Work to be completed —
Print the lines that run from the line with "# pick out one point per instance of the grass" to the line with "# pick out one point per instance of the scissor", keeping both end lines, exactly as they appear in the entries below, and nothing else.

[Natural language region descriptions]
-------

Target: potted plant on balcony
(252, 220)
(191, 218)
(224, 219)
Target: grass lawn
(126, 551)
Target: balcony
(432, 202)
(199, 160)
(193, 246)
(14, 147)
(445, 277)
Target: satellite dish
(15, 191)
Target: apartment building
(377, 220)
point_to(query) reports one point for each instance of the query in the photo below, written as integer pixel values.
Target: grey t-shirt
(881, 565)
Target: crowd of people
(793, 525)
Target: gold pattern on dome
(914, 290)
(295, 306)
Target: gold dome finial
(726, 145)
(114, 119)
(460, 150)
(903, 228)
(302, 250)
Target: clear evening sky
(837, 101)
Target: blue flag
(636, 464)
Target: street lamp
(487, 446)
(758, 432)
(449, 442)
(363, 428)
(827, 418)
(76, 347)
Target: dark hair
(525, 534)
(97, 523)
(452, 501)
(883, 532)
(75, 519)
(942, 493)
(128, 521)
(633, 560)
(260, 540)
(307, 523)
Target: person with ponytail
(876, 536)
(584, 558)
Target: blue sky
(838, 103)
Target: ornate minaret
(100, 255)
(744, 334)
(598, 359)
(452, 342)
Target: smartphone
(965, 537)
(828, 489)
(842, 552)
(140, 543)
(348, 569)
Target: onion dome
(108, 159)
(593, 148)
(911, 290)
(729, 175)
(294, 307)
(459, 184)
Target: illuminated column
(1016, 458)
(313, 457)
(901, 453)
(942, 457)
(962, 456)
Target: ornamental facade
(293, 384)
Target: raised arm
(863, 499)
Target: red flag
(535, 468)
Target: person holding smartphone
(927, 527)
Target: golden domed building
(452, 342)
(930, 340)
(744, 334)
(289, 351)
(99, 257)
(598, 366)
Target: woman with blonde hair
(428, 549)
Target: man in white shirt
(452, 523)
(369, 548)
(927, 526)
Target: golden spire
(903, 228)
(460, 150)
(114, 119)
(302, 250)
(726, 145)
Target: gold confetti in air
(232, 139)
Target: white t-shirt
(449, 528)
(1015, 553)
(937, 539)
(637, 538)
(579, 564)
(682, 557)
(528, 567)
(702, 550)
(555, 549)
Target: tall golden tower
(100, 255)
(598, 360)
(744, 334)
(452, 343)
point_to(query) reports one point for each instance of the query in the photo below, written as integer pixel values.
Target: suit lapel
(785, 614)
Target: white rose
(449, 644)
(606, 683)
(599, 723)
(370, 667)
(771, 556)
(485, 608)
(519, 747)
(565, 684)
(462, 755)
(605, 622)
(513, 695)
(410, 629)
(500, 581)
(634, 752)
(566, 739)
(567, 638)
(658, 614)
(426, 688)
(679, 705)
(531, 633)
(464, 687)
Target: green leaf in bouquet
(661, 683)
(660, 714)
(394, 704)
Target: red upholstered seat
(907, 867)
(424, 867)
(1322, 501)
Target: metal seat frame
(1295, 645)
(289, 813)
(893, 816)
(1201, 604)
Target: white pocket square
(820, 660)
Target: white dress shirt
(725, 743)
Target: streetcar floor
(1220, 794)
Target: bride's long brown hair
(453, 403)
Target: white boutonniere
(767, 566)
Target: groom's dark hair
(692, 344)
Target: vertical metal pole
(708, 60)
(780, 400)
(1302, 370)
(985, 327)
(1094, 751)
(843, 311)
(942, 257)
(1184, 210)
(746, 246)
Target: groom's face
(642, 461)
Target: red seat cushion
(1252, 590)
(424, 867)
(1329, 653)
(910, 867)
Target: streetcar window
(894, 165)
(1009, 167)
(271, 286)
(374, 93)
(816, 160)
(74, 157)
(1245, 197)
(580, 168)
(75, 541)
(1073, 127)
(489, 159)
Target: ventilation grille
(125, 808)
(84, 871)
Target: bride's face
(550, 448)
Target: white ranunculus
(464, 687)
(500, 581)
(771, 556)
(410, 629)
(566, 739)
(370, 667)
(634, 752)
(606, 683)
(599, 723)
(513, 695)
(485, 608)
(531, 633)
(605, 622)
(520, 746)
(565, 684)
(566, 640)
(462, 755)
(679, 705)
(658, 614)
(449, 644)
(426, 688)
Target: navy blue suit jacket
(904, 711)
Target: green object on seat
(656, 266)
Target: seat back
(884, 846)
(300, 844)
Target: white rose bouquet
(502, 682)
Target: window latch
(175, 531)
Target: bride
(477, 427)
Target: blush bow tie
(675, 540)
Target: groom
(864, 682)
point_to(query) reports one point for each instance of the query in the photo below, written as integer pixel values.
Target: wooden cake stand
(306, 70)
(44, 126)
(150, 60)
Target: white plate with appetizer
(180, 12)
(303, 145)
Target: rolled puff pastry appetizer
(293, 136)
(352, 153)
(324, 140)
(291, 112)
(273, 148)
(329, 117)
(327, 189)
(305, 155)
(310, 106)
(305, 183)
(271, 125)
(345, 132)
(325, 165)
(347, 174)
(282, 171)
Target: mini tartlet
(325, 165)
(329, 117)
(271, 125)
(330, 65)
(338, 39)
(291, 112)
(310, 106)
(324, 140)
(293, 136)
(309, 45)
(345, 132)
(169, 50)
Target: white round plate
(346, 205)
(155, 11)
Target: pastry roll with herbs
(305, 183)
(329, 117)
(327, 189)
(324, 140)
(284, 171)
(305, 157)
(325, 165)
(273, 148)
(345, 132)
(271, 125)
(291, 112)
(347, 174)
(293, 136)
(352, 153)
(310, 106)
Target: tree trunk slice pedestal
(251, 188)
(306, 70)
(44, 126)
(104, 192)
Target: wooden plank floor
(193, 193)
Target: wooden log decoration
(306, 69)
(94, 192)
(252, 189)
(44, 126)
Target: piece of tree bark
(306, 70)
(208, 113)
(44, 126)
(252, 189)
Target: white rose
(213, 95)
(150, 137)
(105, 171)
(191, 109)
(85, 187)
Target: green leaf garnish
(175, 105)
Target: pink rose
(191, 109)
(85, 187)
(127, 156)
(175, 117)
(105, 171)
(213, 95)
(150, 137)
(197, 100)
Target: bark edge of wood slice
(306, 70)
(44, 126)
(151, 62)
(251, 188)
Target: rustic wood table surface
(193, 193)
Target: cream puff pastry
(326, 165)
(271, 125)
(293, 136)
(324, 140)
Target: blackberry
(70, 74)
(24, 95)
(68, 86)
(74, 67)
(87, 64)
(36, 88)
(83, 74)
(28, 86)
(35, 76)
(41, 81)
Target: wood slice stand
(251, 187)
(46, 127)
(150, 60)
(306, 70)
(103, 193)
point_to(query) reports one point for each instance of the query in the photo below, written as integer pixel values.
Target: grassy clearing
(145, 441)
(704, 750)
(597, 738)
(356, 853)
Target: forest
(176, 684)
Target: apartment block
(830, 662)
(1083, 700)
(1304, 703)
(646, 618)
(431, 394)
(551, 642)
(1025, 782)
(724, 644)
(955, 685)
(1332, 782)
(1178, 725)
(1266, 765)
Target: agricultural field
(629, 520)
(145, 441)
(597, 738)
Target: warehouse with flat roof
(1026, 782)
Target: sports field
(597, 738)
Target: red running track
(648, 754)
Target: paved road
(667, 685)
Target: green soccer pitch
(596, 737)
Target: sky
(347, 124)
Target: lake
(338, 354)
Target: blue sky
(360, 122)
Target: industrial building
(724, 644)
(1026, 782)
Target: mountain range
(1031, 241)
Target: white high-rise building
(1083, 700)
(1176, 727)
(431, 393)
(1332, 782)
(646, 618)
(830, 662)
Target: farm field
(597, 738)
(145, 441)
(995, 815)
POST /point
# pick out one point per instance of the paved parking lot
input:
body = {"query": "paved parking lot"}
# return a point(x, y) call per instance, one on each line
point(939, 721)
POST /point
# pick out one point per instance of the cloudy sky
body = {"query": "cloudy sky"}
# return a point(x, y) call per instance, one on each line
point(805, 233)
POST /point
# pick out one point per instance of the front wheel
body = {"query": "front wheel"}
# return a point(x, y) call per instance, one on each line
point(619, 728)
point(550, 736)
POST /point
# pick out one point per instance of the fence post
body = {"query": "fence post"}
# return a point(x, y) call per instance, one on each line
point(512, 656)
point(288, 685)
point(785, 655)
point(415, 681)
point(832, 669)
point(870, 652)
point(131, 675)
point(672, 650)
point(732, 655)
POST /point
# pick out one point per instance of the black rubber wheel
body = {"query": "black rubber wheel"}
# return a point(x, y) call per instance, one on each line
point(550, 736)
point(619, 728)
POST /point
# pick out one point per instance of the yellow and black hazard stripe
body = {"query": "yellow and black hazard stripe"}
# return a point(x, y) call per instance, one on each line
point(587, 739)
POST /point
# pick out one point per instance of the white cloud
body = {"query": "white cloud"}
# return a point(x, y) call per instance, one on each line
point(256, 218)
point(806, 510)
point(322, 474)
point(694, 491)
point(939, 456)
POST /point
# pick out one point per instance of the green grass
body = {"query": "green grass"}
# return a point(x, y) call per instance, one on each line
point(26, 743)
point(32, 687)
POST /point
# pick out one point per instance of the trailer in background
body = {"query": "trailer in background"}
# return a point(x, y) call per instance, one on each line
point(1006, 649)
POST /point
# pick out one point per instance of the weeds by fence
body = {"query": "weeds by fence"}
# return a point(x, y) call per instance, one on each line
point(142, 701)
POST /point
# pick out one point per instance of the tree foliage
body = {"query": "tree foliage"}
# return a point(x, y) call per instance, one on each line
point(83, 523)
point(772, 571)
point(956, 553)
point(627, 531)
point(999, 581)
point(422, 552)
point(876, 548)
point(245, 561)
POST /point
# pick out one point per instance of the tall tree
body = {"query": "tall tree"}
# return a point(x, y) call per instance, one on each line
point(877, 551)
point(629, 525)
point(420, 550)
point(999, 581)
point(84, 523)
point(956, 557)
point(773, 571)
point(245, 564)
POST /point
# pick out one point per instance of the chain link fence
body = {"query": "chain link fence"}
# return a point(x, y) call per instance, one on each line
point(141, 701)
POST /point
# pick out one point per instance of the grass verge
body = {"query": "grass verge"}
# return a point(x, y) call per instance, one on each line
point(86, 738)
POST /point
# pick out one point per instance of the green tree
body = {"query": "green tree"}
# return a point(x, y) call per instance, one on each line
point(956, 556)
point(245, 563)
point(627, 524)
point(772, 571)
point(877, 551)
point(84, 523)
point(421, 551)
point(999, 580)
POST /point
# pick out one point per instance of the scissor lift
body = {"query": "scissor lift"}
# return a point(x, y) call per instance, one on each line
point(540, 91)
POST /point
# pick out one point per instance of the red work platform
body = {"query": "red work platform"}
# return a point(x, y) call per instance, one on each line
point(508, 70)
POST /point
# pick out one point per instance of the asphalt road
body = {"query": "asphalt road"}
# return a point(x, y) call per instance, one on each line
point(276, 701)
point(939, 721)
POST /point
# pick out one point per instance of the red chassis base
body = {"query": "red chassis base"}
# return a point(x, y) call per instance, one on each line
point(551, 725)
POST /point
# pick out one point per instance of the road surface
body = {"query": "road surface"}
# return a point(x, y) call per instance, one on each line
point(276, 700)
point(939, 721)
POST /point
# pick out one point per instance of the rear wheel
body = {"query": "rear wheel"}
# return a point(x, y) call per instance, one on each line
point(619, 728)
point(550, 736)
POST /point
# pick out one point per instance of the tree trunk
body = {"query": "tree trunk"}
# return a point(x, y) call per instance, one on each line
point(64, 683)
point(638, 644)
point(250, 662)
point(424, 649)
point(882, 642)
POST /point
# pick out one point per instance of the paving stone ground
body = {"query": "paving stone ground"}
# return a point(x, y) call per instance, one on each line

-------

Result of this exercise —
# pick out one point per instance of the grass verge
body = {"query": "grass verge"}
# return a point(x, y) call per instance, one on each line
point(86, 738)
POST /point
# pick out one point per instance of the green tree
body = {"query": "green tree"}
# return a point(x, y) call per instance, one on each line
point(956, 556)
point(245, 563)
point(627, 524)
point(772, 571)
point(877, 551)
point(84, 523)
point(421, 551)
point(999, 580)
POST /point
# pick out one point per instance of the scissor lift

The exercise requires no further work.